## START Source material
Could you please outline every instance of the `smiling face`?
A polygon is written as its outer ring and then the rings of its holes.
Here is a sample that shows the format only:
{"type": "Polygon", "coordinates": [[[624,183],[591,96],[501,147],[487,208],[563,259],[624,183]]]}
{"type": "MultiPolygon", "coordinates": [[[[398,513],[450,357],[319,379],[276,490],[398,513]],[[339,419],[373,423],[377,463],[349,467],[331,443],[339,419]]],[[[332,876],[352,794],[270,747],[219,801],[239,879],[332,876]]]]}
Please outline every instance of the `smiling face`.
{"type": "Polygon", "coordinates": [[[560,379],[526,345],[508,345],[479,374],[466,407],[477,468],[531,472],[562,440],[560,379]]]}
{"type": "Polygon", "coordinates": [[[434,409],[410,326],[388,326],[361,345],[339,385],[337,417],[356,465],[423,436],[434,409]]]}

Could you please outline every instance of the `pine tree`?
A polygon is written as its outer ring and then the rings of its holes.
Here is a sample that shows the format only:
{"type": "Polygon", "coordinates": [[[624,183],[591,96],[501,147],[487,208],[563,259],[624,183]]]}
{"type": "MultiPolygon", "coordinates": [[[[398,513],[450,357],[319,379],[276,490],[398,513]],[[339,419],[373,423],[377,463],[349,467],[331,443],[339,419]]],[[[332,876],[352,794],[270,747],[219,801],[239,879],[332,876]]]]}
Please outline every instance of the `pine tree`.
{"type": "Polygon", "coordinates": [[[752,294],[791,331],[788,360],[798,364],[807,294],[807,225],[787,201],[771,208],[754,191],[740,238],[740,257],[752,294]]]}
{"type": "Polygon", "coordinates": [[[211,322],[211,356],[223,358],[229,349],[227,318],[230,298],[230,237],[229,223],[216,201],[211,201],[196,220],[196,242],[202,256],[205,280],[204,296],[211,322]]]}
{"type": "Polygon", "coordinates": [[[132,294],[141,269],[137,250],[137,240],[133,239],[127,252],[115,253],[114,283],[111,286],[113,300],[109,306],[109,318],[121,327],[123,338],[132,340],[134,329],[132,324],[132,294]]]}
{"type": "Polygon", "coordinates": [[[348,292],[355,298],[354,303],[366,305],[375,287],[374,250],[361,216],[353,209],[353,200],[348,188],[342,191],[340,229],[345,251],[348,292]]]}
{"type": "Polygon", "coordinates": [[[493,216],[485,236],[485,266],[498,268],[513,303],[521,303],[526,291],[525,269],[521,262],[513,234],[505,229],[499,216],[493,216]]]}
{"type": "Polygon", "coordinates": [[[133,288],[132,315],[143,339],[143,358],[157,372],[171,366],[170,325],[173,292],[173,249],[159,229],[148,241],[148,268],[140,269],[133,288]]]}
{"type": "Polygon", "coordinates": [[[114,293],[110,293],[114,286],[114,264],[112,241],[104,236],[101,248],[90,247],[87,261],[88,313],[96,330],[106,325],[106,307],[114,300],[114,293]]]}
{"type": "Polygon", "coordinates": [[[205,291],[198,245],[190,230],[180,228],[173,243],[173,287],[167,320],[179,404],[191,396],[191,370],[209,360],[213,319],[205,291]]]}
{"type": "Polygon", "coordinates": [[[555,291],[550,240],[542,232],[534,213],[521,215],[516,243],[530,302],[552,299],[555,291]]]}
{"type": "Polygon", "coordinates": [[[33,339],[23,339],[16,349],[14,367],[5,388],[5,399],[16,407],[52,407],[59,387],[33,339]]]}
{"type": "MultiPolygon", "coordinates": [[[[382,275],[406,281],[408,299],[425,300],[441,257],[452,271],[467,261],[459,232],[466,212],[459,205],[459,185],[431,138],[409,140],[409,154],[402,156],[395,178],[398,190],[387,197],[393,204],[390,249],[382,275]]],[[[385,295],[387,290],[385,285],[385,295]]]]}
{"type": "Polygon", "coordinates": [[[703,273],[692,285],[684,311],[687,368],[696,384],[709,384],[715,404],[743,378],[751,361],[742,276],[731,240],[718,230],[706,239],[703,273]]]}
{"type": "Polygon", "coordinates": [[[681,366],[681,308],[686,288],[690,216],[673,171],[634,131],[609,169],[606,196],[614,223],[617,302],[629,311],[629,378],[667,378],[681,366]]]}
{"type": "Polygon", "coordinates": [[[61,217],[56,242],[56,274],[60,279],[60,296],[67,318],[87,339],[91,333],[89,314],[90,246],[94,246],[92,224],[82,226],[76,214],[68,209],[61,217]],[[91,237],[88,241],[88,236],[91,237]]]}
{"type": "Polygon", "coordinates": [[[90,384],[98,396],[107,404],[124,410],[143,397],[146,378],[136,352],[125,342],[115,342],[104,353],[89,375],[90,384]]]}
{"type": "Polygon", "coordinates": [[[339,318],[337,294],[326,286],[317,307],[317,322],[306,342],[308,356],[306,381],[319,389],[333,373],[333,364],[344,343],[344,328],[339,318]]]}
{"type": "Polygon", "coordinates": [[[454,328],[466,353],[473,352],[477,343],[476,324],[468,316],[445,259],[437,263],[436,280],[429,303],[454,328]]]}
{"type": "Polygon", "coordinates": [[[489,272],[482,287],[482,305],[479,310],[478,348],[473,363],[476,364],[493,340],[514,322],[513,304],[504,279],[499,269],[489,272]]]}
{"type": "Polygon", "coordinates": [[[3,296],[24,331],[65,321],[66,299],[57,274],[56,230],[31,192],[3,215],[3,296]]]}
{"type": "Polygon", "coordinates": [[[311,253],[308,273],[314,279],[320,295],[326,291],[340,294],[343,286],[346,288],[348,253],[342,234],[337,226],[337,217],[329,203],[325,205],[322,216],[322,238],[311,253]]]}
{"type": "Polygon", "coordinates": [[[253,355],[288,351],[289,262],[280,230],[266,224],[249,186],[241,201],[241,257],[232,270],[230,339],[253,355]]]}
## END Source material
• _Description of the task_: Pull out every line of the listing above that contains the word "tree".

• _Finished answer_:
Could you please outline every instance of the `pine tree`?
Please outline every instance of the `pine tree`.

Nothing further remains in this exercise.